[Collected data]

—————

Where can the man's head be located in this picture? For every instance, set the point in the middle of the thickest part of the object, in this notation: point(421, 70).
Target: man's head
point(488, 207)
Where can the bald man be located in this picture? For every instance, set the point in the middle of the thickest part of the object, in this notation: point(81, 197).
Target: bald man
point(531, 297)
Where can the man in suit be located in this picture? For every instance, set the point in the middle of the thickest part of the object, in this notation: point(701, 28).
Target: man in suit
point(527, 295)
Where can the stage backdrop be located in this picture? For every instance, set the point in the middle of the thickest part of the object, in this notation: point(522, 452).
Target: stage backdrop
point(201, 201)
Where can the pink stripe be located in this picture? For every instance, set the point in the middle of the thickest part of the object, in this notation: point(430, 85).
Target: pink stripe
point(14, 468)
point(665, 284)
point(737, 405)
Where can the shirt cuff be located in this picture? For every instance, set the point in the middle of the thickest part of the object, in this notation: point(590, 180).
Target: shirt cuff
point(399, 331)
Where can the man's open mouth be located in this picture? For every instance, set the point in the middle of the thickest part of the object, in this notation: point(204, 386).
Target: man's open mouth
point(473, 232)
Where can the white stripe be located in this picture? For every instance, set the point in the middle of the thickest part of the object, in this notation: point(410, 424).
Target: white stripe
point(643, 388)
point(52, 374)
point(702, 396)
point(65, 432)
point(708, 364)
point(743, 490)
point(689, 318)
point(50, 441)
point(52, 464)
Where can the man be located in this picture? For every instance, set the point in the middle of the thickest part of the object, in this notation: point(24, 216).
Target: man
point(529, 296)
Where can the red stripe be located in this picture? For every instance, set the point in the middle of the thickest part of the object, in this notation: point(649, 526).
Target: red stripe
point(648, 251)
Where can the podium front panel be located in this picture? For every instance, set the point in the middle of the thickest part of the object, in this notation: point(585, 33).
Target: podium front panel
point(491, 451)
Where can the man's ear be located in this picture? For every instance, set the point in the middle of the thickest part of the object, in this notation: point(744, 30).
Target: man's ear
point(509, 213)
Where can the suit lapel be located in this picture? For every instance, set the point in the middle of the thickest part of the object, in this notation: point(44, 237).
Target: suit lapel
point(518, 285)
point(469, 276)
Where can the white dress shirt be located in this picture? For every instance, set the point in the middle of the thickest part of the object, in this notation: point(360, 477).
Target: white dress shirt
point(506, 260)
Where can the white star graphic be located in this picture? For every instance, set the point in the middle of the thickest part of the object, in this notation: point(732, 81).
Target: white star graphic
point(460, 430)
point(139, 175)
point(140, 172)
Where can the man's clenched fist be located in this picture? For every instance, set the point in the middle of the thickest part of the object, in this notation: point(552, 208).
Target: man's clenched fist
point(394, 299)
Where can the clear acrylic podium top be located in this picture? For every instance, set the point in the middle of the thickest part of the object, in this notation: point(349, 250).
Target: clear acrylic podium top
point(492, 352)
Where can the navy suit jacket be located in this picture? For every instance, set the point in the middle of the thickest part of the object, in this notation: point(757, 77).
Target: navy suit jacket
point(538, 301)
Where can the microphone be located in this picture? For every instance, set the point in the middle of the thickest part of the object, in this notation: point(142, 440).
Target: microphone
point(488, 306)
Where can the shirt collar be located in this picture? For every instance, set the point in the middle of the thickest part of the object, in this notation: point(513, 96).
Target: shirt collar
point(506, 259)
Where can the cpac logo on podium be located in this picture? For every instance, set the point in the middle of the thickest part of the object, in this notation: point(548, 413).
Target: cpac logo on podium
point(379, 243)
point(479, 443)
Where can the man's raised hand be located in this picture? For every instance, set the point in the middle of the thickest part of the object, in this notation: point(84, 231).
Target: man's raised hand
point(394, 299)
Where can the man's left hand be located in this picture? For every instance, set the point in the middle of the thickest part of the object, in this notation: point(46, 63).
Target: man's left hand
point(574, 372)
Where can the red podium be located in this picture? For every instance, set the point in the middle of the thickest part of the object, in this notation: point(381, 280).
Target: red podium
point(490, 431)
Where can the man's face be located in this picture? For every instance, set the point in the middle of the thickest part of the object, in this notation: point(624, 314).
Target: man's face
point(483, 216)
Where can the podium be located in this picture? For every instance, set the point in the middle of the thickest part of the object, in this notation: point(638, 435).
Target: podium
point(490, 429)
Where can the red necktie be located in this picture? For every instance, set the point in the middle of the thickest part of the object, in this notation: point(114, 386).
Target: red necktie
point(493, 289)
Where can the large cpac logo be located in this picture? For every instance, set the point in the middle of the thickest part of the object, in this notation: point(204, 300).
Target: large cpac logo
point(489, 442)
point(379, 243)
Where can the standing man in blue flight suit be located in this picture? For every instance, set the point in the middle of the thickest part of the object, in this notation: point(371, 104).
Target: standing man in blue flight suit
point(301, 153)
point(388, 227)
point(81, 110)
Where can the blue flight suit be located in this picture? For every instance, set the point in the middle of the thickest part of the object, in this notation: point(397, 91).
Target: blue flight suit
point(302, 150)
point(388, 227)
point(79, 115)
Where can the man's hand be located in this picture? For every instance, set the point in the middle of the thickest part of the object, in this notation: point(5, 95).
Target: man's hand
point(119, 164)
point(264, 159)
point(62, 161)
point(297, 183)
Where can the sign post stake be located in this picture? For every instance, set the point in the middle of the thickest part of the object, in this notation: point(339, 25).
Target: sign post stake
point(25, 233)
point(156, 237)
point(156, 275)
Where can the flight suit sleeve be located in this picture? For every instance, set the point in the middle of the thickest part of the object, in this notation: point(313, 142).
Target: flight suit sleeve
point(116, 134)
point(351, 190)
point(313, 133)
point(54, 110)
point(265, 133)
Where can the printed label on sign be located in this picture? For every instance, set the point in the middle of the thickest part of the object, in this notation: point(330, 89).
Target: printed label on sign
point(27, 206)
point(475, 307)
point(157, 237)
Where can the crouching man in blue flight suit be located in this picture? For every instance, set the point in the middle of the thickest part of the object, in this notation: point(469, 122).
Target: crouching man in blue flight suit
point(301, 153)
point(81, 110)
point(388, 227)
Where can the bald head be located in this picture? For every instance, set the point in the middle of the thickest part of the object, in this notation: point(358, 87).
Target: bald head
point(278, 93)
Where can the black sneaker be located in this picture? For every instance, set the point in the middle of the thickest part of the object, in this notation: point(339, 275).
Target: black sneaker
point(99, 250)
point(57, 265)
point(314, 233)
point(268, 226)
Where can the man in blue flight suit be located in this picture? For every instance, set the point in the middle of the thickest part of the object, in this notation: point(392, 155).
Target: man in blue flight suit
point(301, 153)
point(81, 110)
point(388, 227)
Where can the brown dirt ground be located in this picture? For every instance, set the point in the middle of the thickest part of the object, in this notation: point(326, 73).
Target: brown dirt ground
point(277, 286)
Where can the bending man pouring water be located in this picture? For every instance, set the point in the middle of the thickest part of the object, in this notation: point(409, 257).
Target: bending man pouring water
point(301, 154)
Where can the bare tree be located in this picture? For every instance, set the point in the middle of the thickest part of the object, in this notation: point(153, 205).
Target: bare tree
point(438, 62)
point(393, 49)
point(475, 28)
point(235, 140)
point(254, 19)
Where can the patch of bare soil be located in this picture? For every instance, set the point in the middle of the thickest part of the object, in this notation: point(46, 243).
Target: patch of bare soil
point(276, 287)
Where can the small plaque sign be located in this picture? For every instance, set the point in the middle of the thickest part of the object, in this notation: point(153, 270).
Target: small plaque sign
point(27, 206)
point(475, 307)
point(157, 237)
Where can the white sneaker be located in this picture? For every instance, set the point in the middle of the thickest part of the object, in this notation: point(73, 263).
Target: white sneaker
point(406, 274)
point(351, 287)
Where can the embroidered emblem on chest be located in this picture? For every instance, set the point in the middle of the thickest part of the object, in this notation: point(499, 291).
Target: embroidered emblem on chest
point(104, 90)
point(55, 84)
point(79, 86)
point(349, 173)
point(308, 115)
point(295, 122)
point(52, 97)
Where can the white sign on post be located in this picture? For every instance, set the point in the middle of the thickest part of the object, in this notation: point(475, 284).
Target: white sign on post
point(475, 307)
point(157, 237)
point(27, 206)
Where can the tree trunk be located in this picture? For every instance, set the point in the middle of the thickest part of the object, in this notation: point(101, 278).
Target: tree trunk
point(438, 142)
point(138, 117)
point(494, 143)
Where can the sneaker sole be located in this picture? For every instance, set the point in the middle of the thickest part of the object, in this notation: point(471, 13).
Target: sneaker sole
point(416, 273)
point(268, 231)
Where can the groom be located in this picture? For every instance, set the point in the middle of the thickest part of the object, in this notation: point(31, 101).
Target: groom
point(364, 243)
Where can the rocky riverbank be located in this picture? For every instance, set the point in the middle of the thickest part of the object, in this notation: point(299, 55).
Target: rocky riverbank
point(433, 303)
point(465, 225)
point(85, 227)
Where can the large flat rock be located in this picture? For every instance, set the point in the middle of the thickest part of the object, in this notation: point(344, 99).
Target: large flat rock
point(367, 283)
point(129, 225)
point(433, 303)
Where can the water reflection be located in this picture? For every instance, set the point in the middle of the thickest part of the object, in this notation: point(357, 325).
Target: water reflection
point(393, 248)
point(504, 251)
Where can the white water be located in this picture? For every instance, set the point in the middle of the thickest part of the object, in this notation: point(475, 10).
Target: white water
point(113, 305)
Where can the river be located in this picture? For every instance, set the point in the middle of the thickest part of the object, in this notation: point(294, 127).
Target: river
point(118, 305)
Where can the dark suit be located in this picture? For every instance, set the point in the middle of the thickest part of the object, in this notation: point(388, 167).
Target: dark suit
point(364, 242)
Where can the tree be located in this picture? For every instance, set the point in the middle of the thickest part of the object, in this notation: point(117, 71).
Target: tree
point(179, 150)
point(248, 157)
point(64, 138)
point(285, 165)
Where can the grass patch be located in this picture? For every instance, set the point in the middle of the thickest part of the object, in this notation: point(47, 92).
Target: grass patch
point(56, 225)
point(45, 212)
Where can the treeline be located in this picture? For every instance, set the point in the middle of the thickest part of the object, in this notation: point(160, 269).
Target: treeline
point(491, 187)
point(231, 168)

—————

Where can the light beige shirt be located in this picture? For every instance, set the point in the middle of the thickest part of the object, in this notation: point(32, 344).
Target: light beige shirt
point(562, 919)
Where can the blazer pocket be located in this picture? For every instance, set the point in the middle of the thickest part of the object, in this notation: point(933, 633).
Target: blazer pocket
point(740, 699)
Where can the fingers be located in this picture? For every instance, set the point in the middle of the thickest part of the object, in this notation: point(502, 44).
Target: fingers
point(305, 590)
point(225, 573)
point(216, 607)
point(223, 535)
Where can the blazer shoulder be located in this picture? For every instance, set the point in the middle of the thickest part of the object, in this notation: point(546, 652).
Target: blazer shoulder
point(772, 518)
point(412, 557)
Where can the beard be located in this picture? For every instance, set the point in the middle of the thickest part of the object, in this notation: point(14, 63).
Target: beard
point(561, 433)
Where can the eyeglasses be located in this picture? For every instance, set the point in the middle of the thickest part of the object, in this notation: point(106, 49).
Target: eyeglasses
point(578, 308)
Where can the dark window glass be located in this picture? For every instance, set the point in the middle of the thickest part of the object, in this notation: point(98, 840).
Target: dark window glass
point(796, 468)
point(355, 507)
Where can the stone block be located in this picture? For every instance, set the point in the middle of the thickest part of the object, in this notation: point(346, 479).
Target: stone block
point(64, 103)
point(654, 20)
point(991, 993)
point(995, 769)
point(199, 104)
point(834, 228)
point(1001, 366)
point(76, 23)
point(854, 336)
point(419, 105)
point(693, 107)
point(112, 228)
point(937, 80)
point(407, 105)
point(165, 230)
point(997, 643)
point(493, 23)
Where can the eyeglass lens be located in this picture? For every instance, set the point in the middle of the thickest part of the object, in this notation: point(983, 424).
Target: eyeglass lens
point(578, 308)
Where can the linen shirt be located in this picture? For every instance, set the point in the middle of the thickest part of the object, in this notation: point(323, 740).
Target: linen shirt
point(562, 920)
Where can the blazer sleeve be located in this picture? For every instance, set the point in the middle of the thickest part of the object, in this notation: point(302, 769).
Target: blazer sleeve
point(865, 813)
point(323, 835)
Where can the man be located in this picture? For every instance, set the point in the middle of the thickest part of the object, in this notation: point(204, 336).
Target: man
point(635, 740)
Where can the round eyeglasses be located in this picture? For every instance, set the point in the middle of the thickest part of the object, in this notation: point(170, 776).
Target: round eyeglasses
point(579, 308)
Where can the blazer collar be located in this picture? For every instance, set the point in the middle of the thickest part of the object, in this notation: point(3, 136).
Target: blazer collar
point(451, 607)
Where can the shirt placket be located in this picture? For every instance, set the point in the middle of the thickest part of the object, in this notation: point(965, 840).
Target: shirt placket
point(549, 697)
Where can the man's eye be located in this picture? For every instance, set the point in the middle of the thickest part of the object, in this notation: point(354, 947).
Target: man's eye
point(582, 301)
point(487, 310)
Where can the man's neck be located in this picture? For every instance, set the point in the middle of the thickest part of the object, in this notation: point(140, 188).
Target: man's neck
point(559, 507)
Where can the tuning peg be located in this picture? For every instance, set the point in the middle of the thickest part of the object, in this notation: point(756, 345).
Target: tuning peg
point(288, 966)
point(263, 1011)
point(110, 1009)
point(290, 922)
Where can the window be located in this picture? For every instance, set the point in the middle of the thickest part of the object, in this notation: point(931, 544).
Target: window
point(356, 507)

—————

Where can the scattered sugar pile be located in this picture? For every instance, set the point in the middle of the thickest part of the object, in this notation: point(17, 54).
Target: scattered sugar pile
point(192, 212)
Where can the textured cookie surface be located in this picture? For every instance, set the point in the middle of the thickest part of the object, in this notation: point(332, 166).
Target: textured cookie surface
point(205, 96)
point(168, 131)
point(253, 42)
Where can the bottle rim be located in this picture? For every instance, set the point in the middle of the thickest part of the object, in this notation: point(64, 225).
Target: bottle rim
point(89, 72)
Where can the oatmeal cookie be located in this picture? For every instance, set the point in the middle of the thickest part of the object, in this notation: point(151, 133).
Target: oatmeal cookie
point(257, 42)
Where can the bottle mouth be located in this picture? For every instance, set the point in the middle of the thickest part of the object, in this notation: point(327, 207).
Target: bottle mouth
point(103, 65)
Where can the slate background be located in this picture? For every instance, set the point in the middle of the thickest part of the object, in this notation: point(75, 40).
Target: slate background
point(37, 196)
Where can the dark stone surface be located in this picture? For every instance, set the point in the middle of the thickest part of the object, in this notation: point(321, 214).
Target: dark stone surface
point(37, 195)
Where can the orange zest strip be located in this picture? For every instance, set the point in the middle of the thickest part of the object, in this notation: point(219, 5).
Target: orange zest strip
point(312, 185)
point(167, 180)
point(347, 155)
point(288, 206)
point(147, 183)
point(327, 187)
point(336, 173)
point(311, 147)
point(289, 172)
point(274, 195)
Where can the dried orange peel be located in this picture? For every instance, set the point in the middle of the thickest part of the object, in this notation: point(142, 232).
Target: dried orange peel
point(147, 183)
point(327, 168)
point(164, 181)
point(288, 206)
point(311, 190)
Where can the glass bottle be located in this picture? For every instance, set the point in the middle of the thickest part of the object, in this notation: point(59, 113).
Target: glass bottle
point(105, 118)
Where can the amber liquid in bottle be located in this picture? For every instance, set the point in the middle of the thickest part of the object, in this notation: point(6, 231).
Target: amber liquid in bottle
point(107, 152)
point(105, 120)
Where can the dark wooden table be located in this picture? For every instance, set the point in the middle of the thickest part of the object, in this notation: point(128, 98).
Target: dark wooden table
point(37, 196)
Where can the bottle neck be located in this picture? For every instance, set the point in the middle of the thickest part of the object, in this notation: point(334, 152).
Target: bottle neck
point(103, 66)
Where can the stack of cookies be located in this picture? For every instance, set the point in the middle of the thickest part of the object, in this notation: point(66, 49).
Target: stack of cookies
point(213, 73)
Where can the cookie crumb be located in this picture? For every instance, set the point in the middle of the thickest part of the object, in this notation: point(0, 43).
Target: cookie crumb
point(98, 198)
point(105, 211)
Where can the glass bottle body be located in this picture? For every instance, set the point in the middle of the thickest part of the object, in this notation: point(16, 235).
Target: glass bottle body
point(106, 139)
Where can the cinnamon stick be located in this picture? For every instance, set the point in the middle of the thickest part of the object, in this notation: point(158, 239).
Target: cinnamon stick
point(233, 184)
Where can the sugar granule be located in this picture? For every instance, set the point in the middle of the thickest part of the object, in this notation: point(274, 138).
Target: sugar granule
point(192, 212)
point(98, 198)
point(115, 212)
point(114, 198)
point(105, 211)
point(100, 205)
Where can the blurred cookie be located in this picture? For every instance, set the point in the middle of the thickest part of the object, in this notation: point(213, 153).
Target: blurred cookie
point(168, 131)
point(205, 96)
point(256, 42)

—————

> _What is required_: Keeping every character as it is, restate the lines above that run from the line with "Target: sneaker sole" through the line with "Where can the tree be", both included, and nothing else.

> _Expected answer_:
Target: sneaker sole
point(416, 273)
point(268, 231)
Where can the groom be located in this picture? For every instance, set the point in the middle of the thickest part of the object, in this notation: point(31, 101).
Target: groom
point(364, 243)
Where can the rocky riverbank be located in this picture? For every instance, set the point in the middle of the thickest part of the object, in this notation: point(299, 55).
Target: rocky riverbank
point(433, 303)
point(465, 225)
point(85, 227)
Where can the large flat rock be located in this picture? For every instance, set the point in the middle of the thickest part of the object, in this notation: point(344, 99).
Target: large flat rock
point(367, 283)
point(129, 225)
point(433, 303)
Where can the water reflection be located in this picture? For every instance, set the point in the middle of the thickest part of the object, in this notation: point(357, 325).
Target: water reflection
point(393, 248)
point(504, 251)
Where can the white water be located in this picture? For every instance, set the point in the middle of the thickest part of the object, in this notation: point(475, 10).
Target: white water
point(113, 305)
Where can the river be located in this picture? For every instance, set the point in the middle of the thickest part of the object, in this notation: point(294, 127).
Target: river
point(118, 305)
Where can the dark suit be located in this picture? For every instance, set the point in the middle of the thickest part of the object, in this notation: point(388, 167).
Target: dark suit
point(364, 242)
Where can the tree be located in this picture? For every instance, set the point in the middle of the thickest part of the object, in this notation: point(117, 71).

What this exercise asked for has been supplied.